▶ **What is expected**: Look for "the tractor windshield" in the listing below, then copy exactly the line it appears in and all lines after it to the end, and nothing more.

▶ **Records supplied**:
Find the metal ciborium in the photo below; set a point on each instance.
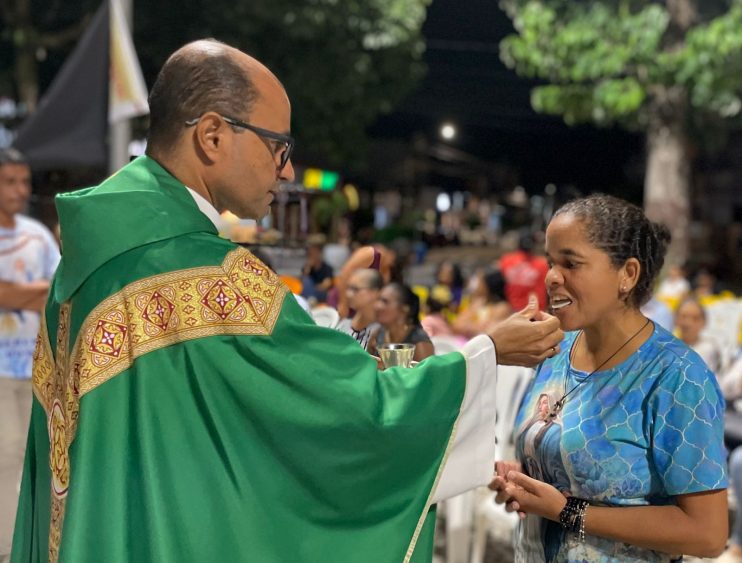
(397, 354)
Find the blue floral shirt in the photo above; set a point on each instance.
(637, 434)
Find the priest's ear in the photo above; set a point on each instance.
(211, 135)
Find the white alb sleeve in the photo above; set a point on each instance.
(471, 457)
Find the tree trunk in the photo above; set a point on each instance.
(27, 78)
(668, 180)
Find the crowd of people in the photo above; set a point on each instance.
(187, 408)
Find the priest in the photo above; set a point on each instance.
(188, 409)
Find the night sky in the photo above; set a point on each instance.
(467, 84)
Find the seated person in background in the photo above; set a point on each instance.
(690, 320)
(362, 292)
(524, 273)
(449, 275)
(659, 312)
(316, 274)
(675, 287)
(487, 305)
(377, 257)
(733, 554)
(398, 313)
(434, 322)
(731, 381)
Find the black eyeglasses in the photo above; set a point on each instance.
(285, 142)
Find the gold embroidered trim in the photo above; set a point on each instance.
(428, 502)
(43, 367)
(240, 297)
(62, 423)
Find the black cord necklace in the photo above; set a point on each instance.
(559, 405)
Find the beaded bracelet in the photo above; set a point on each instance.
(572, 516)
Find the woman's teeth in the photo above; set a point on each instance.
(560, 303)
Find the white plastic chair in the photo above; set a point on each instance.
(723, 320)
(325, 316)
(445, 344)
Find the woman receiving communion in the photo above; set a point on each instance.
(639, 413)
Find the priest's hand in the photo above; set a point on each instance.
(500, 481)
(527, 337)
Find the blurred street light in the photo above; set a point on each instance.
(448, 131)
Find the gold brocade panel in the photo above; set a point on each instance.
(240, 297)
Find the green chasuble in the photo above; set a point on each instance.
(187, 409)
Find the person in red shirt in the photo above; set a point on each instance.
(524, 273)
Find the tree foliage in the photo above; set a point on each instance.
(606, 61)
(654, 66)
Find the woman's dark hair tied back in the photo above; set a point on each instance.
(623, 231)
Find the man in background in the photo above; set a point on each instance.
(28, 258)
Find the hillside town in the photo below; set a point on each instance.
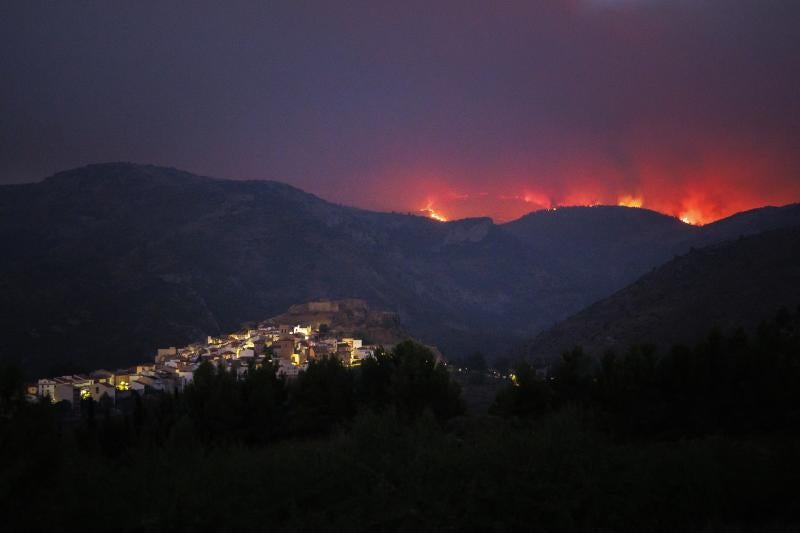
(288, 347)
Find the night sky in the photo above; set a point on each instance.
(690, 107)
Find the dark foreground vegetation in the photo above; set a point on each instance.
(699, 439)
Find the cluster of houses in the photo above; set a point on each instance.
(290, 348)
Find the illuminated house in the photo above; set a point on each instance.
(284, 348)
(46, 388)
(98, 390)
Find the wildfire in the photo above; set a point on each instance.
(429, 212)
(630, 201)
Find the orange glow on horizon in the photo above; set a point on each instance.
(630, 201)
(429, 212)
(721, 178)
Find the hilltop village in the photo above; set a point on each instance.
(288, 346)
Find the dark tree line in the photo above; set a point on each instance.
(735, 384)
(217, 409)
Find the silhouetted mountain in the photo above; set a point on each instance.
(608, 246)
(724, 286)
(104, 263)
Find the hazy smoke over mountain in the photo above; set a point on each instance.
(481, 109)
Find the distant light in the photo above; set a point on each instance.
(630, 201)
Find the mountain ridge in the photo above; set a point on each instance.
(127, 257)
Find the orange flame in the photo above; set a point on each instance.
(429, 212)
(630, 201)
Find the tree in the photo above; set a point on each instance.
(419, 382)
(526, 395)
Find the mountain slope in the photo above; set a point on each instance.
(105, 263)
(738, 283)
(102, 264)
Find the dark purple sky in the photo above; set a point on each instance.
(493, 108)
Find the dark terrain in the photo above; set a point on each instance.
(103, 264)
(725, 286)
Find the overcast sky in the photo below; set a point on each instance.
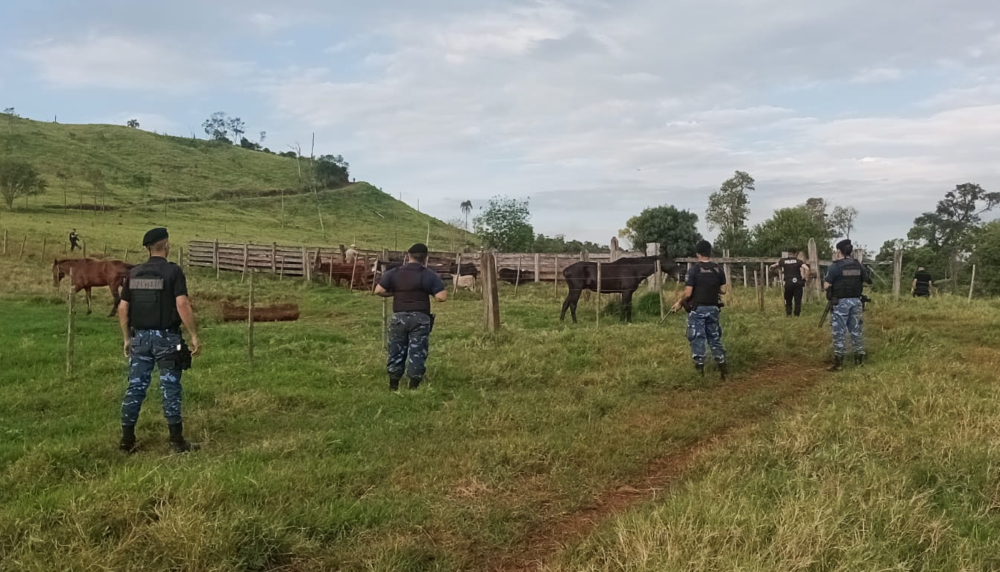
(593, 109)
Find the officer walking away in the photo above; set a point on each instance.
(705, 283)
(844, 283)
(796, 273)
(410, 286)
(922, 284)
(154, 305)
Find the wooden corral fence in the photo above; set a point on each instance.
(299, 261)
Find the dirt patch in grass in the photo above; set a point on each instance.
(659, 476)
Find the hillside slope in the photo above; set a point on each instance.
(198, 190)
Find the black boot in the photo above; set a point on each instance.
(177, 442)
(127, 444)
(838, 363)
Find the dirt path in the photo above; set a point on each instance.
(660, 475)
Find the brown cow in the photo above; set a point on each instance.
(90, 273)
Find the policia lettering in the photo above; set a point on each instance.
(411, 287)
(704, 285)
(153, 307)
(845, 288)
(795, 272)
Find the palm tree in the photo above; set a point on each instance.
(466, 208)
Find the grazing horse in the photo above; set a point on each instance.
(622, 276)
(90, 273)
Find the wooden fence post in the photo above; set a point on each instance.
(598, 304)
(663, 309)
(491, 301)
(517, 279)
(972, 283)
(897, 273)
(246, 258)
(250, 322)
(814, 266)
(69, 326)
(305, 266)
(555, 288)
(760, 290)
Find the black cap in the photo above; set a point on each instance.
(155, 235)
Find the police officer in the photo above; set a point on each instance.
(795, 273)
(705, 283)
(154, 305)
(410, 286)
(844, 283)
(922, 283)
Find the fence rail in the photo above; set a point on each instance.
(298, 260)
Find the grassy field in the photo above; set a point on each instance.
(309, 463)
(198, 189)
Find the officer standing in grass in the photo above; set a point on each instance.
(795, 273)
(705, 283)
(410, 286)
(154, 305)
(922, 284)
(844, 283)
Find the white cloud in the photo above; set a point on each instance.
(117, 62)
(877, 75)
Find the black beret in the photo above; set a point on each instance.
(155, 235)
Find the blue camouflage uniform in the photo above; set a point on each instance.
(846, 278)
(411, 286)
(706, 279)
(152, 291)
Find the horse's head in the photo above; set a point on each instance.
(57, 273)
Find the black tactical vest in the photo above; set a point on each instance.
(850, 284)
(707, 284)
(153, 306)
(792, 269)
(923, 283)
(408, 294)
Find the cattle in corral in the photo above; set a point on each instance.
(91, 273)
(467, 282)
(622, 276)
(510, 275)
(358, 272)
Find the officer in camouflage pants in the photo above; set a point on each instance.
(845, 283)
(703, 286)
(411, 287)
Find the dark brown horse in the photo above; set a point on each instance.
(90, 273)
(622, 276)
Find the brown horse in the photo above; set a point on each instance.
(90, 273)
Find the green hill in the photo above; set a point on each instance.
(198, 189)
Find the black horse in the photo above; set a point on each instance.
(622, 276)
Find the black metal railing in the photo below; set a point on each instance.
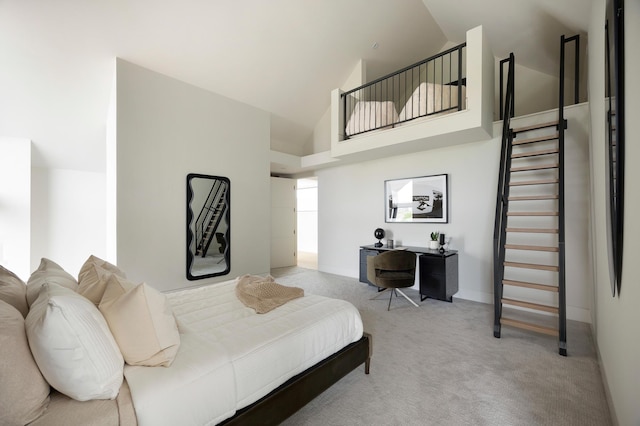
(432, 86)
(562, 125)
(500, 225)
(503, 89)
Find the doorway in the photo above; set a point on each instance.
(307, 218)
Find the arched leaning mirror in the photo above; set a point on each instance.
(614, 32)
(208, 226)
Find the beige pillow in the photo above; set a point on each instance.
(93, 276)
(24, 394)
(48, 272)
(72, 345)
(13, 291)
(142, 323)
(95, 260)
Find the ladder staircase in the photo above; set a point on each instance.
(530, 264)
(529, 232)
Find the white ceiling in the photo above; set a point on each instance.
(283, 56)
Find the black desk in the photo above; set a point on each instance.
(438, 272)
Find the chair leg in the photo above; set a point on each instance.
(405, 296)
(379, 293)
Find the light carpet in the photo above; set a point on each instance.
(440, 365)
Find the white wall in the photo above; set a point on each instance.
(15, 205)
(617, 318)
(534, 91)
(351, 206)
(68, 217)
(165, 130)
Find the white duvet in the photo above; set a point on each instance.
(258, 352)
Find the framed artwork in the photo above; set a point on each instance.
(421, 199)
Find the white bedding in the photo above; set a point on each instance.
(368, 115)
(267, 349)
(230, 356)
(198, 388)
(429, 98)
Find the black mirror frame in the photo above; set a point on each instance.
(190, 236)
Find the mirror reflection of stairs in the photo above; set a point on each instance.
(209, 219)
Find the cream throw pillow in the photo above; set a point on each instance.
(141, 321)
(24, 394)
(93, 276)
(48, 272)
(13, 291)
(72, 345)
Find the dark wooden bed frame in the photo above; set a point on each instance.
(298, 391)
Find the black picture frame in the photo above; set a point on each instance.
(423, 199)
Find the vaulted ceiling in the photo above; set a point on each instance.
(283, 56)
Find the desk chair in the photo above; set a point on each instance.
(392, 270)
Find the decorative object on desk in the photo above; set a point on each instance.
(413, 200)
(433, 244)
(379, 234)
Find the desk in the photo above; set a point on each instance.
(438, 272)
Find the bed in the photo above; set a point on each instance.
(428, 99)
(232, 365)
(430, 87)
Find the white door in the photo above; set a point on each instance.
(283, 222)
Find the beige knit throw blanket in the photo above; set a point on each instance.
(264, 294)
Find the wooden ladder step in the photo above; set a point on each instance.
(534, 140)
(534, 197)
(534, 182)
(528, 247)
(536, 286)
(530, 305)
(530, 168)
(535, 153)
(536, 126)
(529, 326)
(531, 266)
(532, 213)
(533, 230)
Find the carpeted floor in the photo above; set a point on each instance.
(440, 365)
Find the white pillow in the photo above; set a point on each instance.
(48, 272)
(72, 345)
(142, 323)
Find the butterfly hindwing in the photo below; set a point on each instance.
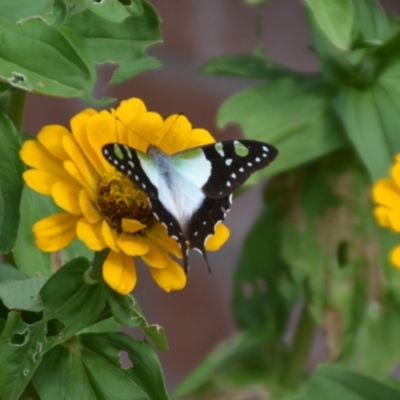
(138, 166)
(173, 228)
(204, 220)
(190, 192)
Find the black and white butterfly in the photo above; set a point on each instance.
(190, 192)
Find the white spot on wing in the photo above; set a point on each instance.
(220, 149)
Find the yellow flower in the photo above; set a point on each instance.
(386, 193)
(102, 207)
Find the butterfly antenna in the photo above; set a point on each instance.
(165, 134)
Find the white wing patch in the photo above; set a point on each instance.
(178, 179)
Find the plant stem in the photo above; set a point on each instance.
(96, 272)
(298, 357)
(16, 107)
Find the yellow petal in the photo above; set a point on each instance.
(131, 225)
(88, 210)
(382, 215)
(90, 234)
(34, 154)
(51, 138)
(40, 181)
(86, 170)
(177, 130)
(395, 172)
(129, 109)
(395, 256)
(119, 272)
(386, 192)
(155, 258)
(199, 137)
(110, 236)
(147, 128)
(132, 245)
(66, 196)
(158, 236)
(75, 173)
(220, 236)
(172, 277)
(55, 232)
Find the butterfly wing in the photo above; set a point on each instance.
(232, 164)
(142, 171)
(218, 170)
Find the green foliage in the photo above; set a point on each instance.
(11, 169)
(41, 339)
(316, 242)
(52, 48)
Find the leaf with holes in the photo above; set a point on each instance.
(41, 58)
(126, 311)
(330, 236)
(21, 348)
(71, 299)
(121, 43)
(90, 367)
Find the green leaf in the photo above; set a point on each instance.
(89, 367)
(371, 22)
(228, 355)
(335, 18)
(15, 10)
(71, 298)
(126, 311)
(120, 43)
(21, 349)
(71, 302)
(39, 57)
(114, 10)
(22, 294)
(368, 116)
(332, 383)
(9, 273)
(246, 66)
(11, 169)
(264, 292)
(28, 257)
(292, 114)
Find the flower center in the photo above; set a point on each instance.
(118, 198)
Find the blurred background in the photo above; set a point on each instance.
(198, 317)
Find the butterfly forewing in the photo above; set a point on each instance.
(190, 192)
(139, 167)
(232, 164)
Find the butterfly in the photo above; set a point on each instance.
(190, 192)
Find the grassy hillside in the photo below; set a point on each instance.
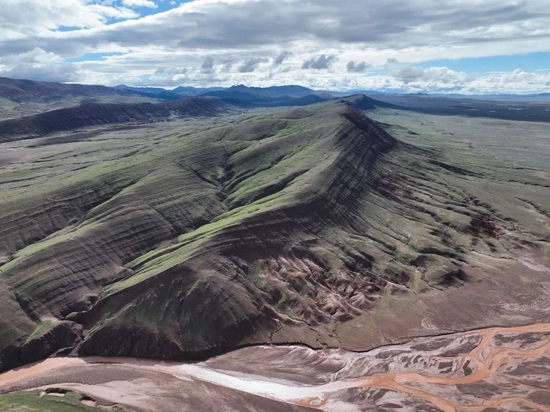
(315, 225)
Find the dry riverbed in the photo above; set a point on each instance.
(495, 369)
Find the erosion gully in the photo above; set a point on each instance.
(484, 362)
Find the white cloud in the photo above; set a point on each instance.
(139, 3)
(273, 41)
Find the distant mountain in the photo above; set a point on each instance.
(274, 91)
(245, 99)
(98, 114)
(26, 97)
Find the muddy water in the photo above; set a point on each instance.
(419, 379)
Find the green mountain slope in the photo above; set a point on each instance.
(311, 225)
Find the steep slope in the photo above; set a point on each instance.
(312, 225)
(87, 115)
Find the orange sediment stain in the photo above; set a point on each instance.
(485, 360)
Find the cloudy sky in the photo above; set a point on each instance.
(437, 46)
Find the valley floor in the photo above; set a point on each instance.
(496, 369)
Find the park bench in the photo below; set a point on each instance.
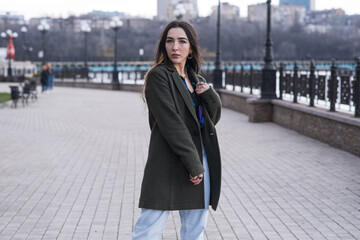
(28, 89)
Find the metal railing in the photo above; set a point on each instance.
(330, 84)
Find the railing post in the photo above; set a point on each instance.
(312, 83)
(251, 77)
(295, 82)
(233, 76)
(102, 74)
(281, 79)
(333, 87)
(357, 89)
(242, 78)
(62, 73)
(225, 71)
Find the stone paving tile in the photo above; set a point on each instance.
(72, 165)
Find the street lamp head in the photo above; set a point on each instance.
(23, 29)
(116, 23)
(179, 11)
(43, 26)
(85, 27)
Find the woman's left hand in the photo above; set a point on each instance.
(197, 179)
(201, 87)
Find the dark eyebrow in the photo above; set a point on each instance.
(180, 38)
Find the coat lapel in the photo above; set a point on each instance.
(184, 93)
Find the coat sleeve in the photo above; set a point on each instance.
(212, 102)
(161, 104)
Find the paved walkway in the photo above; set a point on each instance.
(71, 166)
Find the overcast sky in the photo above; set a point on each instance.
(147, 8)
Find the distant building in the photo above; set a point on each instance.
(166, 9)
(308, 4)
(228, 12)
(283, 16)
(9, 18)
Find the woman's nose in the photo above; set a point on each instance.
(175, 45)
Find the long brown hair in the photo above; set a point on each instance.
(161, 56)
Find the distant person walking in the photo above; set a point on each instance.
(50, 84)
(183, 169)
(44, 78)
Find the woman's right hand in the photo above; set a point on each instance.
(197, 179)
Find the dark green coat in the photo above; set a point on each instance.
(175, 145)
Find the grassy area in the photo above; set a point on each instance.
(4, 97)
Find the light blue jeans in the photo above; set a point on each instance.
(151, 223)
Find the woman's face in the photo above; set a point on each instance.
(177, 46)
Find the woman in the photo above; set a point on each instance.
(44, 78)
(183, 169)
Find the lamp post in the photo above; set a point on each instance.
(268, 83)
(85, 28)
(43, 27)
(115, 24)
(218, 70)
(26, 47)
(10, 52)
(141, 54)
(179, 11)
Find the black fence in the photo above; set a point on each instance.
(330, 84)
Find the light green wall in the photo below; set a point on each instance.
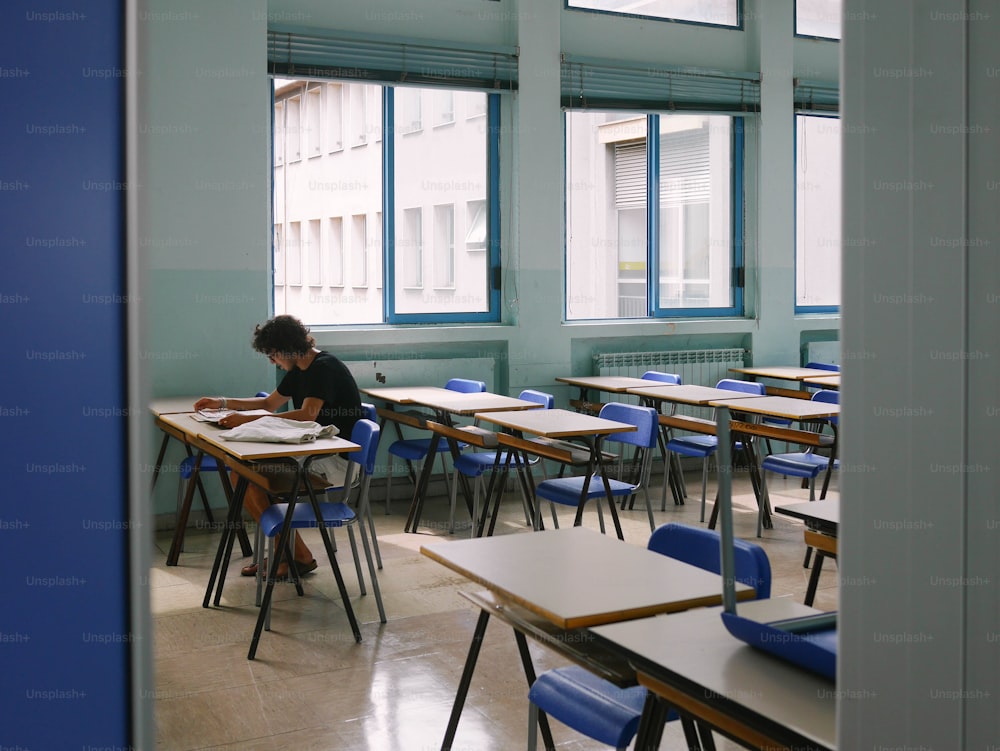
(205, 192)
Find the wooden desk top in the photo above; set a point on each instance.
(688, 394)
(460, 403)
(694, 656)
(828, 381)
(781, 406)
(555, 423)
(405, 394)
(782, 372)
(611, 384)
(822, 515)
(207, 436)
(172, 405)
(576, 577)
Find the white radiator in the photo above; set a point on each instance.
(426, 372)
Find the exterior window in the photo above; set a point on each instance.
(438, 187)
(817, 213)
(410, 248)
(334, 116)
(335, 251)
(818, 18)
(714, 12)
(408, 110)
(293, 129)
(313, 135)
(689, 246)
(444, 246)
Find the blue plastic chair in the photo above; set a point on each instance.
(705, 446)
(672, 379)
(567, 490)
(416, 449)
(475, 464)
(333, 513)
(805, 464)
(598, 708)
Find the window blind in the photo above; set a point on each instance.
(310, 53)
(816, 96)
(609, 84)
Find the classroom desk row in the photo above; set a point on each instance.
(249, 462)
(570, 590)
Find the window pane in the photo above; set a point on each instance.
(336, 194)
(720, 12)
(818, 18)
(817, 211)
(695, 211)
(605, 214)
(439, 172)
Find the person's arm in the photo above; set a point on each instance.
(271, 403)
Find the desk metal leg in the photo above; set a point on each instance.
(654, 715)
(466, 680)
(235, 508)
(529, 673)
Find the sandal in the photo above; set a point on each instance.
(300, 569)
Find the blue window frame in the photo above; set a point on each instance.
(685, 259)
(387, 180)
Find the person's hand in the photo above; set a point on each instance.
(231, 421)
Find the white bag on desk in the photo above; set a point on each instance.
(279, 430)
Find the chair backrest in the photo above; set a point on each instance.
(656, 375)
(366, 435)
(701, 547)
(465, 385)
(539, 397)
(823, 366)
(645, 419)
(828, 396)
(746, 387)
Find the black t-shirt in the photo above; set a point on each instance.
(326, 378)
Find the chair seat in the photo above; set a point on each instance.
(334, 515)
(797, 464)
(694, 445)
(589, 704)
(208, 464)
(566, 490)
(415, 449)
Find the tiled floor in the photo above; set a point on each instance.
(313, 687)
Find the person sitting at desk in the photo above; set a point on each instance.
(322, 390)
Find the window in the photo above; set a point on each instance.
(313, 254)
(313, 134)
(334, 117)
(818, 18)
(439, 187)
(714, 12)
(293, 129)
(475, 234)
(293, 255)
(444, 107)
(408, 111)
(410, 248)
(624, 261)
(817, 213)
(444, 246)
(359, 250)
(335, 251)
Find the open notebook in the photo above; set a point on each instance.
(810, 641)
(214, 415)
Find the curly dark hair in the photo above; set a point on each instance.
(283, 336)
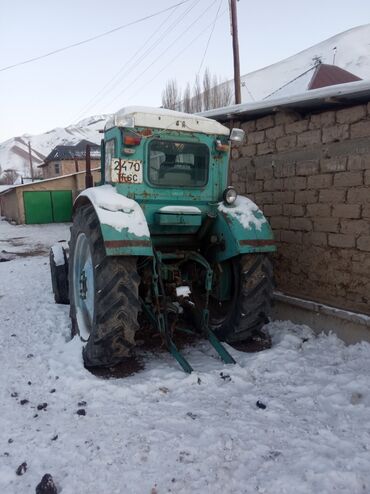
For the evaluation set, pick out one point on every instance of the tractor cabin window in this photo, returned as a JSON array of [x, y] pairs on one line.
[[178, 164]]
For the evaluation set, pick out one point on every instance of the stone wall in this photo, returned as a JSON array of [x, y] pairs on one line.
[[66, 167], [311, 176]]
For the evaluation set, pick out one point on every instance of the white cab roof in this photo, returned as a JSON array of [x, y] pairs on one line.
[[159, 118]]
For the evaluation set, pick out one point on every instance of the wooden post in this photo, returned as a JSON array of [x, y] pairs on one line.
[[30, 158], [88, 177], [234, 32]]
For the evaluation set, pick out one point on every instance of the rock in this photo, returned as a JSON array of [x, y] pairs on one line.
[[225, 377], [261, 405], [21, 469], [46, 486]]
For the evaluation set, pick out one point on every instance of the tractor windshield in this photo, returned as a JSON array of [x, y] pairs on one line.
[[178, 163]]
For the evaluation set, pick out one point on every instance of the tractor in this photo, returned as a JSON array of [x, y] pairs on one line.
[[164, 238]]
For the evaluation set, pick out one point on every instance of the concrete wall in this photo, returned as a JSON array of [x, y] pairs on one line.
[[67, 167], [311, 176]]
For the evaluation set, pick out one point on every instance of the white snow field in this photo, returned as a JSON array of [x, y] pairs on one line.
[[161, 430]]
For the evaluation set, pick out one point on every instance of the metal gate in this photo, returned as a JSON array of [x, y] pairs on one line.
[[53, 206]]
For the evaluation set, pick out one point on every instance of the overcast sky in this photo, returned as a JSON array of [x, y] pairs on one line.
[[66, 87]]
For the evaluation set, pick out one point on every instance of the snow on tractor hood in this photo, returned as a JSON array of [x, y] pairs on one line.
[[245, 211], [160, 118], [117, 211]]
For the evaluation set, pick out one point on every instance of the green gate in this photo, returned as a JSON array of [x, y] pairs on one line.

▶ **Solved problem**:
For the evaluation set, pick out one point on every instance of the tractor windshield in this photo, returned as a JSON array of [x, y] pairs on one line.
[[178, 163]]
For the evaluation set, pick out one point on every instance of the tractor in this photo, returned as a JSON array of [x, y] pairs on one line.
[[164, 238]]
For the evaluation set, pick out one point on every instance of the concrete wall in this photo, returned as a JSON array of [x, y] pairs on one line.
[[67, 167], [311, 176]]
For the evaluation set, pick out one point on every instance of the white snow field in this photo, returned as a JSON array of [x, y] pairs on one line.
[[161, 430]]
For the evaluation set, pick out one point on every instance of the metal gate in this photo, returned as a JSON array of [x, y] pairs on one line.
[[53, 206]]
For the evaluation set, pick out one point on every instance of the overcast sky in this photo, returned as a JSON array of [x, y] pairs on one line.
[[66, 87]]
For the evaluation set, pick out one point on every instance of the snow on tractor hood in this photo, returned as a JSON array of [x, y] pairs on one line.
[[245, 211], [160, 118], [117, 211]]
For the evaluation set, pick out one point on every instance of the green gate in this photo, returned as a JSON array of [x, y] pairs on one line.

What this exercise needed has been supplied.